Reproduce the entire passage about McLachlan's albums from 1987 to 2000 word for word.

• _Selected excerpt_:
- - - -
1987–92: Touch and Solace 
The signing with Nettwerk prompted McLachlan to move to Vancouver, British Columbia. There she recorded her first album, Touch, in 1987, which received both critical and commercial success and included the song "Vox". During this period she also contributed to an album by Moev, provided vocals on Manufacture's "As the End Draws Near", and embarked on her first national concert tour as an opening act for The Grapes of Wrath.

Her 1991 album, Solace, was her mainstream breakthrough in Canada, spawning the hit singles "The Path of Thorns (Terms)" and "Into the Fire". Solace also marked the beginning of her partnership with Pierre Marchand. Marchand and McLachlan have been collaborators ever since, with Marchand producing many of McLachlan's albums and occasionally co-writing songs.

1993–2000: Fumbling Towards Ecstasy, Surfacing, and Mirrorball 

1993's Fumbling Towards Ecstasy was an immediate hit in Canada. From her Nettwerk connection, her piano version of the song "Possession" was included on the first Due South soundtrack in 1996. Over the next two years, Fumbling Towards Ecstasy became McLachlan's international breakthrough as well, scaling the charts in a number of countries.

Following the success from Fumbling Towards Ecstasy, McLachlan returned in 1997 with Surfacing, her best-selling album to date. The album earned her two 1998 Grammy Awards, one for Best Female Pop Vocal Performance (for "Building a Mystery") and one for Grammy Award for Best Pop Instrumental Performance (for "Last Dance"), and four Juno Awards, including Album of the Year for Surfacing and Song of the Year and Songwriter of the Year for "Building a Mystery". Reaching number one on the Canadian Albums Chart and number two on the US Billboard 200, the album has since sold over 16 million copies worldwide and brought her much international success. Still in the spotlight from the album, McLachlan launched the highly popular Lilith Fair tour. Her song "Angel"—inspired by the fatal overdose of Smashing Pumpkins touring keyboardist Jonathan Melvoin—made sales skyrocket. One of the songs from Surfacing, "Full of Grace," features in the Season 2 finale of Buffy the Vampire Slayer, "Becoming (Part II)", Dawson's Creek'''s Season 1 episode 4 "Discovery" and the film Moll Flanders (1996 film).
- - - -
[Records from a data source]
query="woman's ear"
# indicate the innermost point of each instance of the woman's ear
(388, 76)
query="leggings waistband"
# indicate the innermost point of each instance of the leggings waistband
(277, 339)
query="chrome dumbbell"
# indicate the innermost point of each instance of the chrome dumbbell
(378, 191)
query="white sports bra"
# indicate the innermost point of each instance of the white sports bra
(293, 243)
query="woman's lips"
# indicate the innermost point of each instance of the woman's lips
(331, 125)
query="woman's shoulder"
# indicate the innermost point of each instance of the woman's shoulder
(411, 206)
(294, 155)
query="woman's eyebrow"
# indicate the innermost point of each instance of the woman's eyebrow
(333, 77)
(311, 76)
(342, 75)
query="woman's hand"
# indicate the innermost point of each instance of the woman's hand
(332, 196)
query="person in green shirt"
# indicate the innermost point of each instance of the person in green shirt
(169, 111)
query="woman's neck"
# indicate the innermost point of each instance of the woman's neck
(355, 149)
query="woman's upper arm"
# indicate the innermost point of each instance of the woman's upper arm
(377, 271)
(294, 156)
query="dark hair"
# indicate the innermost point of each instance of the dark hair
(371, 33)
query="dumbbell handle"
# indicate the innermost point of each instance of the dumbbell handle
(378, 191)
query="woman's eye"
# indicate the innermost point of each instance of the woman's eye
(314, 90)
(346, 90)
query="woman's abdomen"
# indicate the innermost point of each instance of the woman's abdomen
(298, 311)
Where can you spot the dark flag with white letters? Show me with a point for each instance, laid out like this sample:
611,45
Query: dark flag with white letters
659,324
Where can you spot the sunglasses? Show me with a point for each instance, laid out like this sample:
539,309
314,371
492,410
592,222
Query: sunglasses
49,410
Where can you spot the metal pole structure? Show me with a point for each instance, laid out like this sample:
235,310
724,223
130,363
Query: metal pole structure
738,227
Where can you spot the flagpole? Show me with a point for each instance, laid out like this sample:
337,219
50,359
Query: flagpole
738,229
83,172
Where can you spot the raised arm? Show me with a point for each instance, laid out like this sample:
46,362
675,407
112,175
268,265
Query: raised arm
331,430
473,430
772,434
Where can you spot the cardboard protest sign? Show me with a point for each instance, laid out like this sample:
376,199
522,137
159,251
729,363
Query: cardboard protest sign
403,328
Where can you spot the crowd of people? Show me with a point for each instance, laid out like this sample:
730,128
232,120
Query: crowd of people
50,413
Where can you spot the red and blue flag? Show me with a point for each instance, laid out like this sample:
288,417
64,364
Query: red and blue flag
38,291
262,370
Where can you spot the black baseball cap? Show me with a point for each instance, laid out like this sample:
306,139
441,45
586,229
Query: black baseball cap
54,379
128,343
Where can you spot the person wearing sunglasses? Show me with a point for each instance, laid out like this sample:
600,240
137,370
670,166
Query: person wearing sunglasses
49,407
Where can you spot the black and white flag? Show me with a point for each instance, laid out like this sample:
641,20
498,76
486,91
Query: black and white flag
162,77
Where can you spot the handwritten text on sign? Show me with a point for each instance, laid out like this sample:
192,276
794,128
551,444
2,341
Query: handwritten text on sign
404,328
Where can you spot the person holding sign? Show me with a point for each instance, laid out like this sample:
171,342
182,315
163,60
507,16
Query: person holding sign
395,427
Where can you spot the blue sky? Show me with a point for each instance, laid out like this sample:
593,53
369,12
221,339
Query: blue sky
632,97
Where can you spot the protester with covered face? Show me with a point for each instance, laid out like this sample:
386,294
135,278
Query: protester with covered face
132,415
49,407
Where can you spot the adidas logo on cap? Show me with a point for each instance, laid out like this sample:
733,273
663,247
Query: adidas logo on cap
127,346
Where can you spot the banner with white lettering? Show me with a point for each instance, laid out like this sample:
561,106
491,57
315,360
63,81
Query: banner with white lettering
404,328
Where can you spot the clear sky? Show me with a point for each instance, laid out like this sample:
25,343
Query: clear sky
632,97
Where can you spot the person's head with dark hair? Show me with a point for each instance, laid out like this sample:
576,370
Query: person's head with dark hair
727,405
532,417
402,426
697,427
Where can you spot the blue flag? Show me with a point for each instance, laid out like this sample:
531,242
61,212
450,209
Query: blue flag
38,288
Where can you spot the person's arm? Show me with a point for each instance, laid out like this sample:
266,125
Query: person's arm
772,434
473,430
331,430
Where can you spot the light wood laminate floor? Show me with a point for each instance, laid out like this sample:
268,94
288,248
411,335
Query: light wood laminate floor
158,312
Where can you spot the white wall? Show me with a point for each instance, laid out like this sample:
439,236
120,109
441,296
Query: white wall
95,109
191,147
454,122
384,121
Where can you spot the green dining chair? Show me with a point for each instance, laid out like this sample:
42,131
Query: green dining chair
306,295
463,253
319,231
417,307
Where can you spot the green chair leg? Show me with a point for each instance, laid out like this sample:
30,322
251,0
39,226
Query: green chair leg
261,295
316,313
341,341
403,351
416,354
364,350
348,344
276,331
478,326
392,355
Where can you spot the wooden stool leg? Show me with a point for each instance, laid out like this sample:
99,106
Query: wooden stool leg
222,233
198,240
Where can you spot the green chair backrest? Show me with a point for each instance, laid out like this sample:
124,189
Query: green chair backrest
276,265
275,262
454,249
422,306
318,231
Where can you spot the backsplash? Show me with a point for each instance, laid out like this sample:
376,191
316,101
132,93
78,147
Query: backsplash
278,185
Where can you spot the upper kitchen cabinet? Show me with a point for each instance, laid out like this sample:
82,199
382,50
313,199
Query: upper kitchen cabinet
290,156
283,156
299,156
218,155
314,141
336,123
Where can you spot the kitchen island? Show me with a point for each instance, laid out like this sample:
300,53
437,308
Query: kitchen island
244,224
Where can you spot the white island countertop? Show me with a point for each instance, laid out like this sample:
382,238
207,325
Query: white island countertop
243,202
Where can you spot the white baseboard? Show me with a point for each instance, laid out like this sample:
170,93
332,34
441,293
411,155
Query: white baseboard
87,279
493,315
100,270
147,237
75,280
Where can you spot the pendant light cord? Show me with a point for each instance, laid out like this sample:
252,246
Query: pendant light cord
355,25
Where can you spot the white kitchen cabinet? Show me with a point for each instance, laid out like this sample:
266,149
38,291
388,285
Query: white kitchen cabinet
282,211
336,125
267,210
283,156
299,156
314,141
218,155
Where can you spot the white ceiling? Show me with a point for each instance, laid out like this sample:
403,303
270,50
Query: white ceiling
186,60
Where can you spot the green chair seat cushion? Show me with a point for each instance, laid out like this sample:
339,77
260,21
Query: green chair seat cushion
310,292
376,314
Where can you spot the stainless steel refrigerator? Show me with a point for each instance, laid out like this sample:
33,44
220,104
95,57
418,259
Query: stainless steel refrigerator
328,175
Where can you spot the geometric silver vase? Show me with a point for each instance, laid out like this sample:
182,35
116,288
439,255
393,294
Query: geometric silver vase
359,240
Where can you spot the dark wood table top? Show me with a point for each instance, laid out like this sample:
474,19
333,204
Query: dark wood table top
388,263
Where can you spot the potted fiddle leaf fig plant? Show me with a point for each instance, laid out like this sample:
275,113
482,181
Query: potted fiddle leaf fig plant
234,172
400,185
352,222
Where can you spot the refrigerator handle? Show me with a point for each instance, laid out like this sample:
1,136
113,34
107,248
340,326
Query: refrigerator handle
- - - -
• _The result_:
1987–92: Touch and Solace 
The signing with Nettwerk prompted McLachlan to move to Vancouver, British Columbia. There she recorded her first album, Touch, in 1987, which received both critical and commercial success and included the song "Vox". During this period she also contributed to an album by Moev, provided vocals on Manufacture's "As the End Draws Near", and embarked on her first national concert tour as an opening act for The Grapes of Wrath.

Her 1991 album, Solace, was her mainstream breakthrough in Canada, spawning the hit singles "The Path of Thorns (Terms)" and "Into the Fire". Solace also marked the beginning of her partnership with Pierre Marchand. Marchand and McLachlan have been collaborators ever since, with Marchand producing many of McLachlan's albums and occasionally co-writing songs.

1993–2000: Fumbling Towards Ecstasy, Surfacing, and Mirrorball 

1993's Fumbling Towards Ecstasy was an immediate hit in Canada. From her Nettwerk connection, her piano version of the song "Possession" was included on the first Due South soundtrack in 1996. Over the next two years, Fumbling Towards Ecstasy became McLachlan's international breakthrough as well, scaling the charts in a number of countries.

Following the success from Fumbling Towards Ecstasy, McLachlan returned in 1997 with Surfacing, her best-selling album to date. The album earned her two 1998 Grammy Awards, one for Best Female Pop Vocal Performance (for "Building a Mystery") and one for Grammy Award for Best Pop Instrumental Performance (for "Last Dance"), and four Juno Awards, including Album of the Year for Surfacing and Song of the Year and Songwriter of the Year for "Building a Mystery". Reaching number one on the Canadian Albums Chart and number two on the US Billboard 200, the album has since sold over 16 million copies worldwide and brought her much international success. Still in the spotlight from the album, McLachlan launched the highly popular Lilith Fair tour. Her song "Angel"—inspired by the fatal overdose of Smashing Pumpkins touring keyboardist Jonathan Melvoin—made sales skyrocket. One of the songs from Surfacing, "Full of Grace," features in the Season 2 finale of Buffy the Vampire Slayer, "Becoming (Part II)", Dawson's Creek'''s Season 1 episode 4 "Discovery" and the film Moll Flanders (1996 film).